Pointing and labeling data
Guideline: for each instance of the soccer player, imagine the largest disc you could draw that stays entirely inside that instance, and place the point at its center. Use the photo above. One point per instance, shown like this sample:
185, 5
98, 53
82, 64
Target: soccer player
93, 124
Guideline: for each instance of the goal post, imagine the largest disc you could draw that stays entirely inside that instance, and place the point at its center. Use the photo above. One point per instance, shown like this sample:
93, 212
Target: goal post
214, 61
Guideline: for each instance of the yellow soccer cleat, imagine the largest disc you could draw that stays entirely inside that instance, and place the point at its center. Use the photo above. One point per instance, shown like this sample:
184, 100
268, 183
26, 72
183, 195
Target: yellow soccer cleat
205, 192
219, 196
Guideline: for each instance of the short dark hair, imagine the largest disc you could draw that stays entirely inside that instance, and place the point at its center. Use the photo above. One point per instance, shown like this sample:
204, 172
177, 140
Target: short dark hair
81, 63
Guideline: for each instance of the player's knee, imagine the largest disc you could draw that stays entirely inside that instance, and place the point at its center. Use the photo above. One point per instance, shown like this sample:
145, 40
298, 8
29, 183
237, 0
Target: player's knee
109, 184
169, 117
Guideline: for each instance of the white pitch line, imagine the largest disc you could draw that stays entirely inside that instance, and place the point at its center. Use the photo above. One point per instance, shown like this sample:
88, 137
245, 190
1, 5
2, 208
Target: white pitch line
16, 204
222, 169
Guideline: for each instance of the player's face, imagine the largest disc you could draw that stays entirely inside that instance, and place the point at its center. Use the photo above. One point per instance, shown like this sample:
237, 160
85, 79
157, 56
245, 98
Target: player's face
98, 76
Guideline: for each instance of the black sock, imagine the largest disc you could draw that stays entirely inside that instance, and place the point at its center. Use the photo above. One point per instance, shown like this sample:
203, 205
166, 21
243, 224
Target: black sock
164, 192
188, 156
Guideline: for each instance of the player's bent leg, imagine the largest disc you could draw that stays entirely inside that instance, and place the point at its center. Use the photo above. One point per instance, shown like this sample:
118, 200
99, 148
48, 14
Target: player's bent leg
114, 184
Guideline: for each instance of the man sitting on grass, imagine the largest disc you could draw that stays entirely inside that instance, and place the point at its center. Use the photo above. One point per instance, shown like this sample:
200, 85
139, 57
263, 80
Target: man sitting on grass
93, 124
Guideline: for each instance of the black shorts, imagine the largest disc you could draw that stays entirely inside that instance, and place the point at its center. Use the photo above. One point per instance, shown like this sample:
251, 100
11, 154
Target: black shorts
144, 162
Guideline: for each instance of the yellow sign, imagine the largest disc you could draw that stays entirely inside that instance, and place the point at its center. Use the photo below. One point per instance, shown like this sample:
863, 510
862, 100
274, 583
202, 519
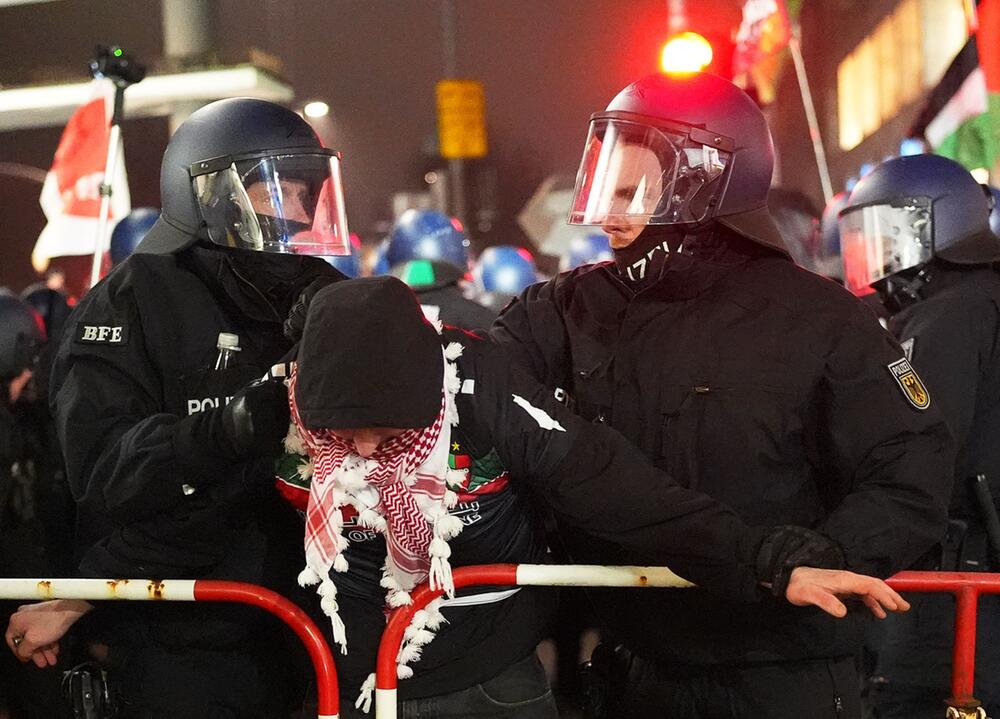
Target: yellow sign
461, 108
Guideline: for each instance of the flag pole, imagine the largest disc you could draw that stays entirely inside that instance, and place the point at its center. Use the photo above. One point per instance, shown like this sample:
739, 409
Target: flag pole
115, 65
795, 48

> DIRECTIVE
Could you put every line of the data above into a JSON list of strings, one string per line, with blank lines dropped and the pictures left out?

> RIGHT ANSWER
[
  "Guideline: for each instance of the soccer player, imagine the largest disc you could draw that stays entirely inside that instance, and place the point at its center. Use the photo above. One point per instance, shown like this sample:",
  "185, 5",
  "98, 53",
  "82, 64",
  "Target: soccer player",
  "93, 124",
  "Guideline: for each instance of the goal post, imagine the largest disc you could draw that stays entirely inside that instance, and place the point at its center. Use the photo above. One point per instance, shown like this sample:",
  "93, 212",
  "Target: goal post",
  "214, 61",
  "Guideline: for each instance of the yellow soccer cleat, imagine the largest disc you could draw that stays entirely inside that instance, and place the point at its center. Use the photo above. One point per instance, shown like this sample:",
  "184, 100",
  "268, 183",
  "26, 72",
  "183, 195",
  "Target: yellow soccer cleat",
  "205, 192",
  "219, 196",
  "Guideline: for each instance of the short dark hair, imagine the largest disc you could draw that stays entirely inside that instance, and place the point at its center. Use the photo above. One point per instance, shown like this sample:",
  "204, 172",
  "177, 140",
  "Target: short dark hair",
  "81, 63",
  "Guideline: for each instance of the player's knee, imagine the largest disc you could draw that stays entirely inside that instance, and place the point at its center. Use the photo above. One point per instance, shown like this sample:",
  "145, 40",
  "298, 8",
  "29, 183",
  "237, 0",
  "Target: player's knee",
  "109, 184",
  "169, 117",
  "Guideline: for each instance of the white pitch line, imagine the largest disc you could draw that stays entirely inside that instance, and place the point at its center. Use the photo above. One point per instance, shown like this sample:",
  "88, 137",
  "245, 190",
  "1, 5",
  "2, 208",
  "Target: white pitch line",
  "16, 204",
  "222, 169",
  "Guideline: for each instance of the player's face, imagine the largest disc you could draw that stays entirely inside that instance, and place the point at its center. Use the photo above. One point per instance, shown like this sample:",
  "237, 160",
  "85, 79",
  "157, 56",
  "245, 98",
  "Target: player's face",
  "98, 76",
  "Guideline: for each instance of the black sock, imagine the largest disc you could draw that stays entirely inside that instance, and place the point at its center. Use the photo above. One point per instance, shown like this sample:",
  "203, 205",
  "166, 21",
  "243, 224",
  "Target: black sock",
  "164, 192",
  "188, 156",
  "Guideline: for each instance of the player's bent leg, imagine the largest disc you could draw that stays entirely inside that instance, and place the point at its center. Use the photo above. One point per instance, shown like this sample:",
  "118, 200",
  "99, 148",
  "48, 14",
  "Target: player's bent leg",
  "114, 184",
  "Guideline: for each instance of the man sitting on grass, imagine the largest disc you could draw that stays entirely inside that instance, and place the point at its center. Use the photo above. One point per instance, shown like this sample:",
  "200, 85",
  "139, 57",
  "263, 80",
  "Target: man sitting on grass",
  "93, 124",
  "Guideline: for each instance of the black shorts, imagine the largest disc you could draw that stays entirely inside that instance, and place the point at its center. Use the photo above. One point per instance, shown like this sample:",
  "251, 100",
  "11, 154",
  "Target: black shorts",
  "144, 162",
  "Guideline: for each instance of the yellow sign, imagine the largest disc you could draw that stays entirely inside that instance, and place the point at its center. Use the photo below. One point per instance, shown like this sample:",
  "863, 510",
  "862, 100",
  "274, 583",
  "202, 519",
  "Target: yellow sign",
  "461, 108",
  "Guideline: for each instance of the flag pole, imagine the largest disc you could draw that stays entirely inside that instance, and place the point at its center. Use the photo above. One point per instance, shown like this sample:",
  "739, 409",
  "Target: flag pole",
  "115, 65",
  "795, 48"
]